++++ MATERIAL TO PROCESS ++++

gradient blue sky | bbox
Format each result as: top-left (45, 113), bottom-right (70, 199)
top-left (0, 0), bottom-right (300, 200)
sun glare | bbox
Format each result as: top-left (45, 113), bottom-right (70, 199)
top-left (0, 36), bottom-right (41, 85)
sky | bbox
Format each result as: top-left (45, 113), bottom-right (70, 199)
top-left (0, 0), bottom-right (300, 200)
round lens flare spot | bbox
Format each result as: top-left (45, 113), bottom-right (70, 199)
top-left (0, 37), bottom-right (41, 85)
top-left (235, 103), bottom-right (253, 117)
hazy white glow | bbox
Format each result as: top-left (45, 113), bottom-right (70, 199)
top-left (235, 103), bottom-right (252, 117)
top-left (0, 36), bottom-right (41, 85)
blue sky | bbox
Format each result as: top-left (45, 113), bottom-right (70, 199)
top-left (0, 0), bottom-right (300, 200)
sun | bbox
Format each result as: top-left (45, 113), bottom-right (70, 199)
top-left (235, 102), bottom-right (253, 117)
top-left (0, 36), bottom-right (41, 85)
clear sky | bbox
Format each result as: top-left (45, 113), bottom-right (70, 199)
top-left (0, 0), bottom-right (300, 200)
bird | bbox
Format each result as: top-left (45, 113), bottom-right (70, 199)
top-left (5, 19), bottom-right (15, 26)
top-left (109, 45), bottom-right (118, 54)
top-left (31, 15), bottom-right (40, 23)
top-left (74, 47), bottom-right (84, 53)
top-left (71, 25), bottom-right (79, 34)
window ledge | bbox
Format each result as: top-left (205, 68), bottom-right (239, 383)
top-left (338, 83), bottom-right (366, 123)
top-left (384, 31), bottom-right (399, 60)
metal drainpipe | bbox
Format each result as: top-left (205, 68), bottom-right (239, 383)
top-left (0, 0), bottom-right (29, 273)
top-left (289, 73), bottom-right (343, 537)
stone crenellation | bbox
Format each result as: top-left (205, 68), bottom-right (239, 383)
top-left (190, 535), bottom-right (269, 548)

++++

__AIM__
State how many lines of the records above contain the string "blue", treating case as significant. Give only the number.

__SOLUTION TO THIS TASK__
2